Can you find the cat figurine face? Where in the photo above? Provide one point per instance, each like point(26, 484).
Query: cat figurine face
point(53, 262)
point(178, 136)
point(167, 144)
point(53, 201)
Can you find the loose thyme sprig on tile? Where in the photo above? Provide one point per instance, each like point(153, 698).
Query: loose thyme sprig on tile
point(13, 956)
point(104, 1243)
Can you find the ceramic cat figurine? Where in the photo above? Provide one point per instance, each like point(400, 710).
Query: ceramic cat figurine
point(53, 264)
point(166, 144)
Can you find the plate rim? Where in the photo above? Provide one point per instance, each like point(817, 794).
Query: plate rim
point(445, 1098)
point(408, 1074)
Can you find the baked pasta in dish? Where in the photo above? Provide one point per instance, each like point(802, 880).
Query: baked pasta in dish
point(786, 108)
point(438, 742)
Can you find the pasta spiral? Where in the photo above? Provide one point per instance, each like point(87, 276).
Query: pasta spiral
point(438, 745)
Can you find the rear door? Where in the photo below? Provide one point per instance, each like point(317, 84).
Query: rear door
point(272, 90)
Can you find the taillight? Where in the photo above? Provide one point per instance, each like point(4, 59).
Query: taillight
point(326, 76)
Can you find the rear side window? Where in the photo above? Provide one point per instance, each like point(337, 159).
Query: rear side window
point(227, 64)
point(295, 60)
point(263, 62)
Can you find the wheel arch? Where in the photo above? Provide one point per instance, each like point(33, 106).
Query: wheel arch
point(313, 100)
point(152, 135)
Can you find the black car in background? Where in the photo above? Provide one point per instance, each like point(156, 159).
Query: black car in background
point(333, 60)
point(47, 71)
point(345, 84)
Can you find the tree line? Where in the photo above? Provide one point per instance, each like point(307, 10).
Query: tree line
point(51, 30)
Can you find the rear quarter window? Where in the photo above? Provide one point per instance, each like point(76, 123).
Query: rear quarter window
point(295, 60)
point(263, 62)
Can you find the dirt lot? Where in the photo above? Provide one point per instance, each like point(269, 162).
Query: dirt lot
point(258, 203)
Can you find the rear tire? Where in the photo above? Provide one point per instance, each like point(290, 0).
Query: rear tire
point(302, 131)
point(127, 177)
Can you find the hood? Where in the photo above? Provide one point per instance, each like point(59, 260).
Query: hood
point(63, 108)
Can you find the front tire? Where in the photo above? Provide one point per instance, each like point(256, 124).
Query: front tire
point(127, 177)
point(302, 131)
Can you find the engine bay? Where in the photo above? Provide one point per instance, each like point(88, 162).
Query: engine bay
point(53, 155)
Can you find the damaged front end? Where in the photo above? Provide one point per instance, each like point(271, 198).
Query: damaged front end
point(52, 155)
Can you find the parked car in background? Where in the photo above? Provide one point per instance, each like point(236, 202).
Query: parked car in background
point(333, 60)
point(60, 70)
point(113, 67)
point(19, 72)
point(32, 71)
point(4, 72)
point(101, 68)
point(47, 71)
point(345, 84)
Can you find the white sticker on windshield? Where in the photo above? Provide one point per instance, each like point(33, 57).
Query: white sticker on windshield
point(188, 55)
####
What this task involves: Give the listing above again, word for word.

Answer space:
Can you find the cat figurine face? Where in the photo above? Provide one point per instance, each like point(26, 484).
Query: cat figurine face
point(53, 262)
point(178, 136)
point(167, 144)
point(53, 201)
Can you find the loose thyme sprig on tile? Where in the photo above? Provide one point per instance, each like point(153, 698).
Query: loose thyme sprig on tile
point(13, 956)
point(104, 1243)
Can you find the ceramic cat figurine? Where in the photo above? Provide one point per instance, each like point(400, 710).
Query: ceramic cat figurine
point(53, 264)
point(166, 144)
Can you find the plate rim? Where in the photo above? Provide one point per instance, each like point(817, 794).
Query: plate rim
point(445, 1098)
point(408, 1074)
Can you find the baked pasta in dish? Where in the photo above? Provide one point per instance, each like point(802, 880).
Query: baked pasta in dish
point(786, 108)
point(438, 742)
Can you find the pasta spiral? Where in the photo above? Provide one point per instance, each like point(87, 276).
Query: pasta spiral
point(438, 745)
Can you find the rear door? Where in the photo below? Provide one point per instance, each like point(317, 84).
Query: rear door
point(272, 90)
Can you find the taillight? Where in the photo above? Provide one point per instance, each like point(4, 59).
Query: taillight
point(326, 76)
Can you find the rear side window? Where in the photo above? Provide one point per instance, each like point(337, 159).
Query: rear side window
point(227, 64)
point(295, 60)
point(263, 62)
Can you find the wheel arch? Where in the photo above? Provide one point per instance, each like point(33, 106).
Query: wheel arch
point(313, 100)
point(152, 135)
Can you find the black car in background? Where in the photo above? Provide one point per instance, each like point(156, 159).
Query: black car in background
point(333, 60)
point(47, 71)
point(345, 84)
Can you find the tree line? Where in the photo above? Provide one point per instance, each like point(307, 10).
Query: tree line
point(51, 30)
Can you find the rear quarter window? Where in the photo above? Provide one point per instance, each like point(76, 123).
Query: rear quarter window
point(295, 60)
point(263, 62)
Can you find the dirt lot? Where in the photo above? Provide one point per instance, each like point(269, 162).
Query: dirt lot
point(258, 203)
Can you find the rear tire? Where in the photo above? Provide one point per instance, each like point(290, 0).
Query: rear tire
point(302, 131)
point(127, 177)
Can you find the hood? Where in the photo above? Provide one point per instance, each like point(59, 260).
Query: hood
point(63, 108)
Can you find the front tire? Where in the photo above? Provide one point per instance, each like point(256, 124).
Query: front tire
point(127, 177)
point(302, 131)
Can you find the engine bay? Where in the photo above? Provide one point per instance, each like point(88, 162).
Query: engine bay
point(53, 155)
Can you find the damaged front end? Where in the photo above? Provide one point per instance, each like point(271, 198).
Query: damaged front end
point(52, 155)
Can you find the parked car in background? Where in the photo above? Provide one point per instance, each like point(236, 202).
Query: parked car in background
point(333, 60)
point(60, 70)
point(113, 67)
point(19, 72)
point(32, 71)
point(4, 72)
point(101, 68)
point(47, 71)
point(345, 84)
Can you find the white sticker on windshield? Where in the photo above? Provide one point per instance, each like point(33, 57).
Query: white sticker on windshield
point(188, 55)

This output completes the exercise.